WHAT THE TASK REQUIRES: Type out the records again, exactly as they are.

DATA FOR PROCESSING:
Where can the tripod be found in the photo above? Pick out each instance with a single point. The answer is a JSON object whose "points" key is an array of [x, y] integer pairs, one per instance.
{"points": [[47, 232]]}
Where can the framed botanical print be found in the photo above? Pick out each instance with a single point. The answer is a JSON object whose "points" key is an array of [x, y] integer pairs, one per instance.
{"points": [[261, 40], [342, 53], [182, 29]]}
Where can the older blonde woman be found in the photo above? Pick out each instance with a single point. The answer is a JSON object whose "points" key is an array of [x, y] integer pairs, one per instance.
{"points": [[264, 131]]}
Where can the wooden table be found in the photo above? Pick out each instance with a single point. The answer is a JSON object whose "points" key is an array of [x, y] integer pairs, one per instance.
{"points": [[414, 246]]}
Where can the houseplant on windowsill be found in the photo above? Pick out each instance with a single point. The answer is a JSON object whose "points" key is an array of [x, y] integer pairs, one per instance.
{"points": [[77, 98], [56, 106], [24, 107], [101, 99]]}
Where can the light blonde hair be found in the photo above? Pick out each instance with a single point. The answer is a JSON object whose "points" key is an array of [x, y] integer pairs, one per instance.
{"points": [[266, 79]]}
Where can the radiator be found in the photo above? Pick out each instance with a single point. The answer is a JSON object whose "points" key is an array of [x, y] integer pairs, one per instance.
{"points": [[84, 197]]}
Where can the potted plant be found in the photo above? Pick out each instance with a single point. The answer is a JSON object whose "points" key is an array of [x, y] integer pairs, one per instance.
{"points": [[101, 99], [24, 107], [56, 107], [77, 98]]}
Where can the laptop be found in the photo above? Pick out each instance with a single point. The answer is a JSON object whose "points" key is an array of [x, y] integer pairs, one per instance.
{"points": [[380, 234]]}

YOUR RESPONSE:
Where can the tripod be found in the photo above? Pick out each instance with a single point. The answer is a JSON object whose "points" key is an array of [x, y] integer pairs, one per instance.
{"points": [[47, 232]]}
Where can the framed botanical print be found in the photo above? Pick out each instance with a single point. The answer is a JSON object whose "points" key is an array of [x, y] integer pairs, one per instance.
{"points": [[261, 40], [342, 53], [182, 29]]}
Where can the older blonde woman be found in the photo above? Pick out each instance with a single point. The answer is a JSON object whose "points" key is an array of [x, y] integer pairs, one per instance.
{"points": [[264, 131]]}
Where can the wooden table be found in the photo above? Pick out each instance with a single point. The answer is a JSON object whose "points" key is an array of [x, y] integer pairs, one per instance.
{"points": [[414, 246]]}
Where can the houseplant on windowsill be found in the photo above? Pick out each instance with a single point. The answer is a JSON object whose "points" key is an array of [x, y] integer pairs, one per instance.
{"points": [[77, 98], [56, 106], [24, 107], [101, 99]]}
Where can the light blonde hair be found in the photo above? Pick out each instance with a single point. The answer is a JSON object whose "points" key is an array of [x, y] integer pairs, one per instance.
{"points": [[266, 79]]}
Where can the radiator be found in the photo above? Pick out each instance with a single point. The answer is a JSON object whose "points" key is an array of [x, y] integer pairs, one per instance.
{"points": [[84, 197]]}
Where can the potted plant be found in the photo above? Pick out each instance with a single point. The answer is a JSON object whose "points" key is an array of [x, y] integer pairs, one per instance.
{"points": [[101, 99], [24, 107], [56, 107], [77, 98]]}
Where can the laptop be found in the photo above? Pick out each instance with a single point. The answer is a JSON object whose "points" key is an array of [x, y] integer pairs, one per instance.
{"points": [[380, 234]]}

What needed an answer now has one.